INSTRUCTIONS:
1. In the article about Tom Welling's role in "Draft Day," which character does Welling play?
2. Carry on the article about Tom Welling's role in "Draft Day" from its last sentence.

TEXT EXTRACT:
========================
Tom Welling found out that, in some ways, the job of pro quarterback isn’t too different than being an actor.

“These guys show up every day with a younger, faster version trying to take their head off,” said Welling in a recent phone interview.

Welling is one of the supporting players in “Draft Day,” a comedy-drama about the NFL that opens in theaters nationwide Friday. The movie follows Sonny Weaver Jr. (Kevin Costner), the general manager of the Cleveland Browns, who must make a series of momentous decisions on the day of the NFL Draft.

Welling’s character is a factor in those decisions. Welling plays Brian Drew, the Browns’ veteran quarterback, who is coming off a season-ending knee injury and has spent the off-season getting back in shape. So he’s concerned when Weaver is considering drafting a hotshot rookie QB to replace him.
========================
RECORDED DATA:
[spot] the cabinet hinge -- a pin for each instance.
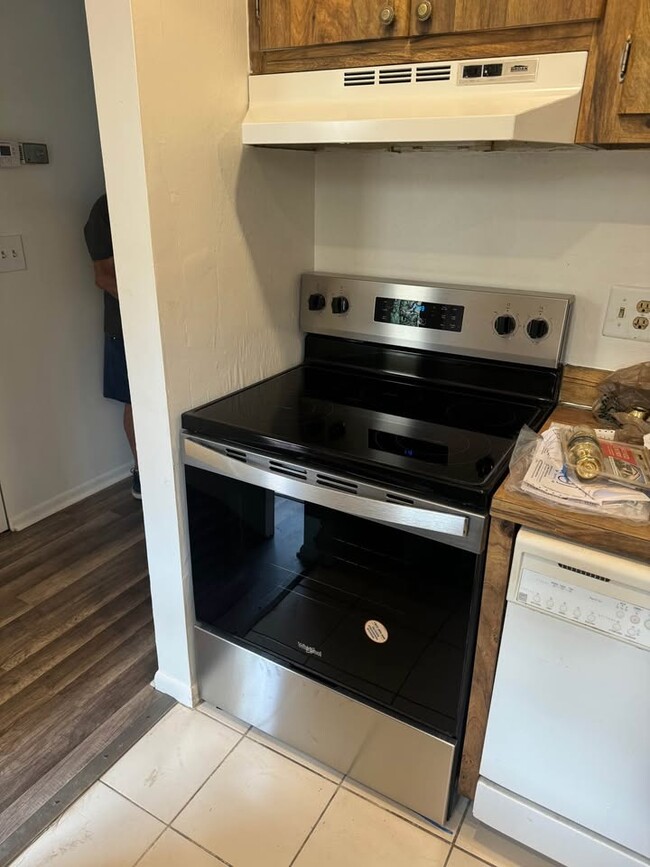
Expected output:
========================
FINAL ANSWERS:
1. Brian Drew, the Cleveland Browns' veteran quarterback.

2.
“He’s coming back in the best shape of his life, and he might be replaced by a rookie draft pick who looks good on paper,” Welling said of his character.

Welling said he talked to some NFL quarterbacks about the lifestyle of a pro football player.

“Often, you’re working job to job,” he said — and that, again, is similar to acting.

Welling — who’s best known to audiences for playing Clark Kent, the kid who would become Superman, for 10 seasons on the TV series “Smallville” — turns 37 later this month. That’s an age still considered young, or youngish, for an actor. For a football player, it’s an age when retirement isn’t too far away.

“That is a reality that everybody’s aware of,” Welling said. “[Drew’s] mentality is that he doesn’t believe that. He thinks he still has time left. He thinks he’s in better shape than he’s ever been.”

Welling played soccer in high school — and said that in Delaware, where he grew up, “soccer was a bigger sport than football.”

He looks quite fit in “Draft Day,” and it may infuriate the less athletic among us when he says, “What you see is where I was 10 days before we started shooting.”

“I’m pretty active,” he said. “I eat pretty good. I move around a lot.”

“Draft Day” fits into his post-“Smallville” career plan to find good projects, even if he’s not the star.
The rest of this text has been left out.